Extracted text:
Recently, the NBS published data on the sectoral breakdown of Value Added Taxes (VAT) for Q1-2018. As it is generally known, VAT is charged across the supply chain from production to sales. A total of N269.7bn was recouped as VAT in Q1-18, a 6.2% q/q improvement to the N254.1bn generated in Q4 2017 or 6.2% y/y increase compared to N221.4bn generated in Q1-2017. Of the total VAT, non-import local VAT accounted for 45.0% (N121.4bn), nonimport foreign VAT was 36.5% (N98.4bn) while Nigerian Customs Service Import VAT represented 18.5% (N49.9bn).
Non-import VAT is largely driven by Other Manufacturing Sector, accounting for N30.1bn (24.8%) of the total, followed by professional services, commercial trading, state ministries & parastatals, breweries, oil producing, banks and other financial institutions which together accounted for N64.9bn (53.5%) of the non-import VAT. The mining, pharmaceuticals, textiles, publishing and printing, and agriculture &plantations all contributed a meager N1.3bn (1.1%) of the total non-import VAT remitted in Q1-18.
While the parse contribution of mining and textiles to VAT is not surprising, it is quite alarming that the Agriculture sector, which accounts for up to 21.7% of
the nation’s GDP ranks among the 5 lowest sources of the VAT. This could be attributed to the dominance of subsistence activities in the sector. However, VAT has
sustained an uptrend since 2015 despite a slowdown in the broader economy, hence, the possibility of recouping an annualized total of N1.1tn (c.21% of budgeted revenue) by year-end.

Source data:
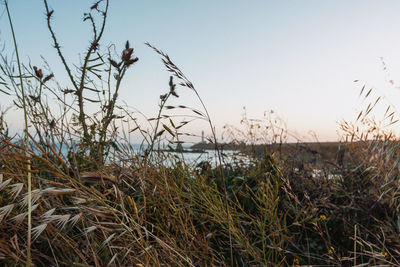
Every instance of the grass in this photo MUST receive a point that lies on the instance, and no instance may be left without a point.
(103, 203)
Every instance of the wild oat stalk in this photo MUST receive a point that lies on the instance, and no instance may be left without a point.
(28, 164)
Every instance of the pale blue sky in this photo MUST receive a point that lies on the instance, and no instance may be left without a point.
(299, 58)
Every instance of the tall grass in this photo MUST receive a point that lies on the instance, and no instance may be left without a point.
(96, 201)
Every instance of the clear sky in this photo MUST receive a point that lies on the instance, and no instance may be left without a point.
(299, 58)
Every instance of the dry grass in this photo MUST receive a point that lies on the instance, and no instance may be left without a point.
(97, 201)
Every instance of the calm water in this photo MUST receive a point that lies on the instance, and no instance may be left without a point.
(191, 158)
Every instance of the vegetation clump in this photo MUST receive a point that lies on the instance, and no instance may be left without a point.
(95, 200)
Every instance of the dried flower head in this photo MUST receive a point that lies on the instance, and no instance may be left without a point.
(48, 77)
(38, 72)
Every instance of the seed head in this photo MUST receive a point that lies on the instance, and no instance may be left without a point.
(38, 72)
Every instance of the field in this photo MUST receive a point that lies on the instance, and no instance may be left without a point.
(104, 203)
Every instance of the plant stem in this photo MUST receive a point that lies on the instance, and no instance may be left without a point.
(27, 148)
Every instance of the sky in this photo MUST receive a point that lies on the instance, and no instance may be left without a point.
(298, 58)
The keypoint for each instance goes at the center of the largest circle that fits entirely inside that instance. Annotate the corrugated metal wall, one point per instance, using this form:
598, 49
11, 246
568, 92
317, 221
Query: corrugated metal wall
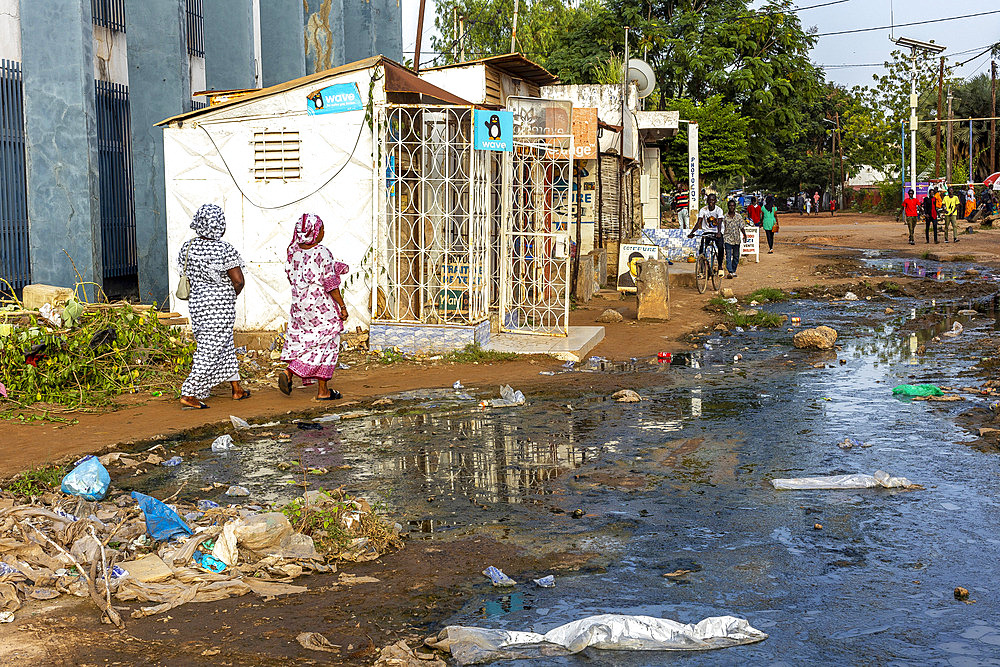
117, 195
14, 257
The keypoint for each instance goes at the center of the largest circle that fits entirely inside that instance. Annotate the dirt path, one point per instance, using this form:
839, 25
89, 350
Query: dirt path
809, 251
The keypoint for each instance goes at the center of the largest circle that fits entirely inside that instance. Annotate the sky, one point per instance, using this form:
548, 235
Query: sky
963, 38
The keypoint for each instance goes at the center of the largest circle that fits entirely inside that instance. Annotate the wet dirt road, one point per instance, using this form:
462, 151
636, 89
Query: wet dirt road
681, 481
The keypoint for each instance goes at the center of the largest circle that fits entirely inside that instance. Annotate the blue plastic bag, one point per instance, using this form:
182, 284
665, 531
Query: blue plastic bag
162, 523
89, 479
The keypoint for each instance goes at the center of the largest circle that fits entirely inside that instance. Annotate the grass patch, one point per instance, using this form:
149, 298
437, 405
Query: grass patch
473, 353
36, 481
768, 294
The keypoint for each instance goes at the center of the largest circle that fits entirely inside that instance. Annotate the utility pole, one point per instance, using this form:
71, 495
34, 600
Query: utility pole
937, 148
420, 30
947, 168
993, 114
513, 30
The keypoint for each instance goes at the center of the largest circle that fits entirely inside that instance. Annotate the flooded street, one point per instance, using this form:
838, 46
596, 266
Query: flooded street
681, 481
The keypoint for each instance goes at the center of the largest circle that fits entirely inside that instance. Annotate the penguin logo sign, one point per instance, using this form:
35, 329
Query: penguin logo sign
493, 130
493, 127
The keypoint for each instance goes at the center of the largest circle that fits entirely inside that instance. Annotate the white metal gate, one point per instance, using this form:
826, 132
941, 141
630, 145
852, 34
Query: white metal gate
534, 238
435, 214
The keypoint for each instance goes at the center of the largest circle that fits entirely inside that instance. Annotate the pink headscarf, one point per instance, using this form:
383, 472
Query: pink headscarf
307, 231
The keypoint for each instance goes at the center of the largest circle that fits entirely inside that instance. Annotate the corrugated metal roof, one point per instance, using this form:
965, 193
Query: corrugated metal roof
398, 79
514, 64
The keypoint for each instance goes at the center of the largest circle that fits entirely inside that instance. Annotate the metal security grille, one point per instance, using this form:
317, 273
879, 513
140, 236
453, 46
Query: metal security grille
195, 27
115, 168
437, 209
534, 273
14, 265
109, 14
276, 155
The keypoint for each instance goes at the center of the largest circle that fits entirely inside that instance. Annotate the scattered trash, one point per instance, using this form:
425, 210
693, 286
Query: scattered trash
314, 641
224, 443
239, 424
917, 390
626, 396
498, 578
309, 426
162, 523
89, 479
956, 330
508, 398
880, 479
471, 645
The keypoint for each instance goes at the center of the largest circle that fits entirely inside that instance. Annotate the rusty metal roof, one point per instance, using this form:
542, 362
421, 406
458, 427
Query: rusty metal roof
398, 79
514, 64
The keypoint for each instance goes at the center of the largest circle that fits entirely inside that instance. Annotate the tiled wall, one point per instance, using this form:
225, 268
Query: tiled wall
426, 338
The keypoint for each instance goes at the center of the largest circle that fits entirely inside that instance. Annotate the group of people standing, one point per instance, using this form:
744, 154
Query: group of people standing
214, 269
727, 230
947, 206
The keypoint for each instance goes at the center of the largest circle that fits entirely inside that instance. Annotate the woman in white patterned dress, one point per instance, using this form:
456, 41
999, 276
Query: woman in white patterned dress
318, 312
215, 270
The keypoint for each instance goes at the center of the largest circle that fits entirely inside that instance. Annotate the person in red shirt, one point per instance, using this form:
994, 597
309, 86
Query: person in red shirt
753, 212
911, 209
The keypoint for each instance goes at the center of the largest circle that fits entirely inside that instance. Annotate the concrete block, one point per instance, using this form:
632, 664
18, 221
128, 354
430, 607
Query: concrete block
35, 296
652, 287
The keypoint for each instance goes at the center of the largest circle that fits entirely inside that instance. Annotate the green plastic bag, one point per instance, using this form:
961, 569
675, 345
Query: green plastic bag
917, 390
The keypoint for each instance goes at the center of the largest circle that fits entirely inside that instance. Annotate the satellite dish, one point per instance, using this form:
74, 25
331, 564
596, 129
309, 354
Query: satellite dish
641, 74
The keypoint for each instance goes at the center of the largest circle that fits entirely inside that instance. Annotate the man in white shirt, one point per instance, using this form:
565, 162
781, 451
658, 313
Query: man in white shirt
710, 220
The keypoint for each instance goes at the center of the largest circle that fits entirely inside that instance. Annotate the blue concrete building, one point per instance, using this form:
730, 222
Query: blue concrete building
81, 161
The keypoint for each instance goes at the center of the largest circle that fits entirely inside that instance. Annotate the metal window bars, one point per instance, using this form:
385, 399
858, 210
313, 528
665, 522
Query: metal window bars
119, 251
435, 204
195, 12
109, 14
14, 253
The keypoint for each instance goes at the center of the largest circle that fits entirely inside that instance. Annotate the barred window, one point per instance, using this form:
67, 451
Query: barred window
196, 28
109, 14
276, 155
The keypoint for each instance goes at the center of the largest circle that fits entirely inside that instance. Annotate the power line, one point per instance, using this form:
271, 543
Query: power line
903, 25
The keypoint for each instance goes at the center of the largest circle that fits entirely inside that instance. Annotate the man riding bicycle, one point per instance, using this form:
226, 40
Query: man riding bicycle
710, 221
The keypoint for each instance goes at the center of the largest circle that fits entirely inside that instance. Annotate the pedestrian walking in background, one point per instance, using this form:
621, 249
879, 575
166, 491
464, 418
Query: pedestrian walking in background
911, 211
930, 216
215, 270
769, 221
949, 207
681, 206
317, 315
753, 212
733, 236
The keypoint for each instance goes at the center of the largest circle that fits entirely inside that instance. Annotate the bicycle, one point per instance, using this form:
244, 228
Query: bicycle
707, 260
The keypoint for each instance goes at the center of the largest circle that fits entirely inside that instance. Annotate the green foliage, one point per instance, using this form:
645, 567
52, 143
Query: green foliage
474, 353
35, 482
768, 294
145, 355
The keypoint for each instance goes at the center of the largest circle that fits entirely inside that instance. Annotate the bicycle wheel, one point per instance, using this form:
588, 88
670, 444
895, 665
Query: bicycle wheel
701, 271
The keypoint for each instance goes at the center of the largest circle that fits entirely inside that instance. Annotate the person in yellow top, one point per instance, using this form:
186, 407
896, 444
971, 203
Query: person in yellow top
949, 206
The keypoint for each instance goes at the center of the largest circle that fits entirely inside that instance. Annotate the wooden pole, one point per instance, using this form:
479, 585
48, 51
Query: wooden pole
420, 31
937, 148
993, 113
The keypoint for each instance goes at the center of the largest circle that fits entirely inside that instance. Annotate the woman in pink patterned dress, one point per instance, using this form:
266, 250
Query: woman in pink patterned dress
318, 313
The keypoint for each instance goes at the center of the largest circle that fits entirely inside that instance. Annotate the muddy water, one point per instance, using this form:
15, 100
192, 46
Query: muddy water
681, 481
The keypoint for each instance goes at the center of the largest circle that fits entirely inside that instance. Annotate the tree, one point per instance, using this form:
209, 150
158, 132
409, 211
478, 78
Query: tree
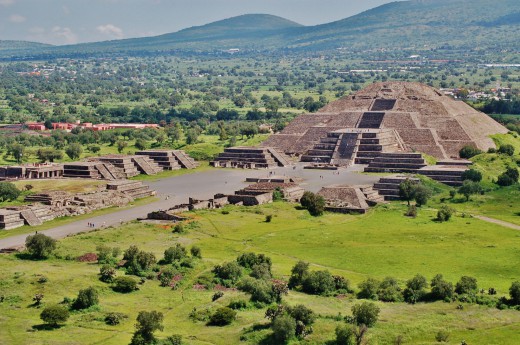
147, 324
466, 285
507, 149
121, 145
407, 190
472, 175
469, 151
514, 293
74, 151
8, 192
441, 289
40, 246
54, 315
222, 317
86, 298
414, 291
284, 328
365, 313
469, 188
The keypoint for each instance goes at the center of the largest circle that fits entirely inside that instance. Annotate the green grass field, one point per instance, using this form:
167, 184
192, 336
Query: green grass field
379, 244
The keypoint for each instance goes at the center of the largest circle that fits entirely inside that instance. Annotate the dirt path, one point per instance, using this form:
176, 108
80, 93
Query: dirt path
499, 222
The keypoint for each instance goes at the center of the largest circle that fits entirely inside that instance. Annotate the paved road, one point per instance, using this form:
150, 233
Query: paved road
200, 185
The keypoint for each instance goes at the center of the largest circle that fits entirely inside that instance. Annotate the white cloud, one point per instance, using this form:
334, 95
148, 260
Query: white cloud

Tasks for this exercise:
1. Output the stretch of the VAT passage from "Recently, the NBS" through "represented 18.5% (N49.9bn).", copied word for word.
2. According to the VAT passage, what share of the nation's GDP does the Agriculture sector account for?

Results of the exercise:
1.
Recently, the NBS published data on the sectoral breakdown of Value Added Taxes (VAT) for Q1-2018. As it is generally known, VAT is charged across the supply chain from production to sales. A total of N269.7bn was recouped as VAT in Q1-18, a 6.2% q/q improvement to the N254.1bn generated in Q4 2017 or 6.2% y/y increase compared to N221.4bn generated in Q1-2017. Of the total VAT, non-import local VAT accounted for 45.0% (N121.4bn), nonimport foreign VAT was 36.5% (N98.4bn) while Nigerian Customs Service Import VAT represented 18.5% (N49.9bn).

2. Up to 21.7%.